**Page extract**
• • • • • • •

The books outnumbered the people on Sunday afternoon at the Glendale Civic Auditorium. Sure, the Los Angeles Vintage Paperback Collectors Show, which has been going on for 35 years, drew a good crowd. There were lines of folks waiting for autographs from a number of authors, including Harlan Ellison. Still more were browsing the aisles. They, however, were no match for the sheer amount of books here. Paperbacks small enough to fit into a pocket or handbag were carefully kept in plastic bags were displayed on tables and shelves. Thousands more filled bins. Vendors organized titles into handy categories. There were the “hardboiled” books, crime novels starring detectives who think they've seen it all. The “sleaze” catchall was perhaps self-explanatory. One booth even had a section of “vintage nurse” titles.
A lot of the names in the bins rang familiar. Plenty of pulp stars stand amongst the literary giants of the 20th Century. Philip K. Dick, Edgar Rice Burroughs, Raymond Chandler, Dashiell Hammett, Ray Bradbury and H.P. Lovecraft turn up repeatedly here. Their stories may be different, but their roots are similar. They wrote for the masses. Now, those dimestore novels and magazines fetch much higher prices. Twenty dollars seems about average for books that cost less than $2 upon first purchase. Prices can soar for paperbacks that are essentially first editions, or for titles that are now considered rare. There were plenty here marked for well over $100. William Burroughs classic Junkie, released under the name William Lee, came out as as part of an ACE “Two books in one” set for 35 cents. Now, it's $300.
The price hike in this case makes sense, even to those who are oblivious to the paperback collection world. Junkie was the first release from an author who went on to greatness. That the book came out as part of a bargain set makes it a curious cultural artifact. But collectors can head much deeper into this world. Sometimes, it's the less obvious titles that are the most collectible.
Bruce Edwards, a collector who sells paperbacks on eBay, clued me in on the nuances of this type of collection. He tends to focus on the noir detective stories that were popular in the 1940s and '50s and his table was filled with classics from the genre. There are copies of James M. Cain books, like The Postman Always Rings Twice, here, as well as titles from Raymond Chandler and William Irish. Edwards has been collecting for about 30 years. He gravitated towards these old mystery novels back in college, when a friend turned him on to Mickey Spillane books. Sometime later, he met Tom Lesser, who puts on this show, and delved into collecting.
It's not necessarily the noir mysteries or sci-fi tales or any other sort of novel that can catch a pretty penny here. Edwards picks up a small book titled Puzzles for Everybody. It's marked at $195. Yes, someone might spend close to $200 for crossword puzzles.

• • • • • • •

[Location identification items]
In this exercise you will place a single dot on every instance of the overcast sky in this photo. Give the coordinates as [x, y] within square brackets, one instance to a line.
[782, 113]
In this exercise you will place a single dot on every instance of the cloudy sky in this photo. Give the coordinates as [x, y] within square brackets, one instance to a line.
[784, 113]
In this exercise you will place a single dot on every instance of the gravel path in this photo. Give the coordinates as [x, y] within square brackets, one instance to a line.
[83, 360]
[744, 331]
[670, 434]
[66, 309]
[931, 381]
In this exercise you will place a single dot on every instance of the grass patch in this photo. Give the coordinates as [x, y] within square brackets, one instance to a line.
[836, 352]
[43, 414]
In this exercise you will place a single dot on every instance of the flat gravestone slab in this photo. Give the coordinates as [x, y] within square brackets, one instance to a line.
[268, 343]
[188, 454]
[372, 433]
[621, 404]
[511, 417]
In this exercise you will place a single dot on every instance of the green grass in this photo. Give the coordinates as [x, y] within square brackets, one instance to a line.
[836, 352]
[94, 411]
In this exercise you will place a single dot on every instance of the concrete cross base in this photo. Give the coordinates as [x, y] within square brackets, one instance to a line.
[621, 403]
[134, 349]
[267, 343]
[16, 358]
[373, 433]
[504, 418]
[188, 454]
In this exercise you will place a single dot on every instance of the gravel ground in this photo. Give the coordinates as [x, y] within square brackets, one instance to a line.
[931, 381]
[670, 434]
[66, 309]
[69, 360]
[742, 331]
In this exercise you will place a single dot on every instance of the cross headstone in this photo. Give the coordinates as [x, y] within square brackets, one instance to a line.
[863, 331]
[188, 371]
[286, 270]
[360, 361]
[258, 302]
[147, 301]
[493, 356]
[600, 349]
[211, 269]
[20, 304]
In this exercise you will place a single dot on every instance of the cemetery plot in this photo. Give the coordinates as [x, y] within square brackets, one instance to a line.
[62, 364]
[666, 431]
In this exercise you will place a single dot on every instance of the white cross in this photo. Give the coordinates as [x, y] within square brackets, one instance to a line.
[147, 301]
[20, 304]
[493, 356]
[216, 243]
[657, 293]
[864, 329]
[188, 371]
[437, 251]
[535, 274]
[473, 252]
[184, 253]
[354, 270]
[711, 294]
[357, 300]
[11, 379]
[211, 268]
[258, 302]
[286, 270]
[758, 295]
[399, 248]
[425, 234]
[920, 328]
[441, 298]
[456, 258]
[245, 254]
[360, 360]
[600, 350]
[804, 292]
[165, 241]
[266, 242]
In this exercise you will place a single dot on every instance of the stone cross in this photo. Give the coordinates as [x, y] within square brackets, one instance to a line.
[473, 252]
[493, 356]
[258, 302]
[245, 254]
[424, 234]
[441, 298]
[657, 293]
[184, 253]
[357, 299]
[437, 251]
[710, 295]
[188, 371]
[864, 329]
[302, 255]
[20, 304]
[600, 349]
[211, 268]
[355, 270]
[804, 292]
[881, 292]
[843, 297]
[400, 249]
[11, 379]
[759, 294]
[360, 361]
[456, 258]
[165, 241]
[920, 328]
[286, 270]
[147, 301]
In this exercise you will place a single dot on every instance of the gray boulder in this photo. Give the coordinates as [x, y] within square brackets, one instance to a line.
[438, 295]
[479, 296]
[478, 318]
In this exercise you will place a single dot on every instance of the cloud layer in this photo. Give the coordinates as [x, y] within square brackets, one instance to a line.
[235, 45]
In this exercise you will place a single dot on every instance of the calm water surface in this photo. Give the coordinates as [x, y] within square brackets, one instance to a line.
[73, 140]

• • • • • • •

**Stated task**
Write out, word for word, the section of the paperback collectors show article that opens with the words containing "It's not necessarily" and closes with "for crossword puzzles.".

**Result of this exercise**
It's not necessarily the noir mysteries or sci-fi tales or any other sort of novel that can catch a pretty penny here. Edwards picks up a small book titled Puzzles for Everybody. It's marked at $195. Yes, someone might spend close to $200 for crossword puzzles.